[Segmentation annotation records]

+ + + + + + +

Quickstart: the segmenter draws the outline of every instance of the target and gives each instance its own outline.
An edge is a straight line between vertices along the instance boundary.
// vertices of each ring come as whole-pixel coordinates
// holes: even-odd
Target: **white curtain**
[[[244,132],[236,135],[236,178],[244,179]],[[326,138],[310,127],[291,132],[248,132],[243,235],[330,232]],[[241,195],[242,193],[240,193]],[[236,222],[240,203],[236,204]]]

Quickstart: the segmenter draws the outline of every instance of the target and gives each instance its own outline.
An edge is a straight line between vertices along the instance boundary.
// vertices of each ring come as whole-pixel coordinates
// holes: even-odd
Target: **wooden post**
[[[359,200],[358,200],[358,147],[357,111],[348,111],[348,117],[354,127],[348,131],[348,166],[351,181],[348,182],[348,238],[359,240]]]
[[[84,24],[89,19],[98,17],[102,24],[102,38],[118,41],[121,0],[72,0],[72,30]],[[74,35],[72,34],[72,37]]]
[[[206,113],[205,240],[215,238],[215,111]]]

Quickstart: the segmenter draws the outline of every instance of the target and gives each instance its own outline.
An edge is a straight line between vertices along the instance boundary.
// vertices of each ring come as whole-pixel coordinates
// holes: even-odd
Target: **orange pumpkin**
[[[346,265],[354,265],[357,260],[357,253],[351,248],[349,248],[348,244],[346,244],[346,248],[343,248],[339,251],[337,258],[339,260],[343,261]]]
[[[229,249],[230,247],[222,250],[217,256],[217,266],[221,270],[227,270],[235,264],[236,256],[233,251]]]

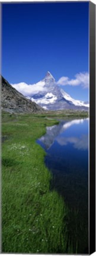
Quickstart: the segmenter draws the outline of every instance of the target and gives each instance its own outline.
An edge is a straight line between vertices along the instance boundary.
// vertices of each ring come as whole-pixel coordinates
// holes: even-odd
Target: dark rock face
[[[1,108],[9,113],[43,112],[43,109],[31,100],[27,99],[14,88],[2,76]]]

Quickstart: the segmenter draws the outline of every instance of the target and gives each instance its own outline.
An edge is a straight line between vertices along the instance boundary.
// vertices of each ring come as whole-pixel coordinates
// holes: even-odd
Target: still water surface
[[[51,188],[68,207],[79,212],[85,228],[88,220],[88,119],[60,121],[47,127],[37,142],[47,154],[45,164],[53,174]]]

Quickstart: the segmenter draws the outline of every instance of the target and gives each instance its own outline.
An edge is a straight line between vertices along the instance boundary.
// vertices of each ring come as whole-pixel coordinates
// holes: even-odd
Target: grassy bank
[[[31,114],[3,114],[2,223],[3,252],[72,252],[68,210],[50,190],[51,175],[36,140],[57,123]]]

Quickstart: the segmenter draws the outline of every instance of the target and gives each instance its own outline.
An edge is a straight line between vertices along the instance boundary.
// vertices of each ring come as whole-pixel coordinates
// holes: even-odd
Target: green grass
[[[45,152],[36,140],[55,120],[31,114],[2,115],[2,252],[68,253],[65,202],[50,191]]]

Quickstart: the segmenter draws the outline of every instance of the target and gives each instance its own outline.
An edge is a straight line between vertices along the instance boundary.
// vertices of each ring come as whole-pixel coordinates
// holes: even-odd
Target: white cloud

+ + + + + + +

Print the lines above exactly as they appear, leaving out the pictures.

Quickstart: the segmenter draws the outline of every instance of the target and gives each instance its own outline.
An edge is a straight line between vertices along the instance boundary.
// vertices of each ring come as whole-pixel coordinates
// holes: even-odd
Target: **white curtain**
[[[244,132],[236,135],[236,178],[244,179]],[[326,138],[310,127],[291,132],[248,132],[243,235],[330,232]],[[241,195],[242,193],[240,193]],[[236,222],[240,203],[236,204]]]

Quickstart: the segmenter draws the outline of every instance of the target and gives each instance its own outline.
An edge is a straight line between vertices along the instance boundary.
// vertices of each ring come as whole-pixel coordinates
// holes: even-odd
Target: **wooden post**
[[[359,200],[358,200],[358,147],[357,111],[348,111],[348,117],[354,127],[348,131],[348,166],[351,181],[348,182],[348,238],[359,240]]]
[[[84,24],[89,19],[98,17],[102,24],[102,38],[118,41],[121,0],[72,0],[72,30]],[[74,35],[72,34],[72,37]]]
[[[206,113],[205,240],[215,238],[215,111]]]

Quickstart: the segmenter draws the outline of every instance of the target and gives each instance its own outline.
An edge is a straight line between vertices along the instance boundary.
// vertices of each ring come as whole-pixel coordinates
// holes: even-odd
Target: **orange pumpkin**
[[[346,265],[354,265],[357,260],[357,253],[351,248],[349,248],[348,244],[346,244],[346,248],[343,248],[339,251],[337,258],[339,260],[343,261]]]
[[[229,249],[230,247],[222,250],[217,256],[217,266],[221,270],[227,270],[235,264],[236,256],[233,251]]]

Quickstart: the segmenter draws the outline of every instance of the target and gives each instance its own outline.
An edge is a straight line between vertices along the instance boundary.
// vertices of each ring come as whole-pixel coordinates
// holes: even-odd
Target: dark rock face
[[[1,108],[9,113],[43,112],[43,109],[31,100],[27,99],[14,88],[2,76]]]

Quickstart: the segmenter draws the outline of every instance of the target and gives each instance its own outline.
An edge is a straight line between vertices along the instance boundary.
// vertices of each ring come as whole-pixel coordinates
// holes: even-odd
Target: still water surface
[[[51,188],[68,207],[79,212],[85,228],[88,220],[88,119],[60,121],[47,127],[37,142],[47,154],[45,164],[53,174]]]

Quickstart: the segmenter draws the outline of every instance of the target and gives each instance its own outline.
An edge is a straight line between vertices along the instance boundary.
// vertices of each ring come as whole-pixel coordinates
// holes: even-odd
Target: grassy bank
[[[31,114],[3,114],[2,223],[3,252],[72,252],[68,210],[50,190],[51,175],[36,140],[57,123]]]

Quickstart: the segmenter draws the outline of every instance of the target and gives each instance its own outline.
An edge is a straight line between vertices along the instance boundary.
// vertices of each ring come as whole-pixel coordinates
// holes: even-odd
Target: green grass
[[[45,152],[36,140],[55,120],[31,114],[2,115],[2,252],[68,253],[65,202],[50,191]]]

Quickstart: the segmenter draws the outline of every instance of the target and gives each instance its own outline.
An edge is a straight line between vertices along the instance boundary.
// vertices of each ring come as whole-pixel coordinates
// holes: even-odd
Target: white cloud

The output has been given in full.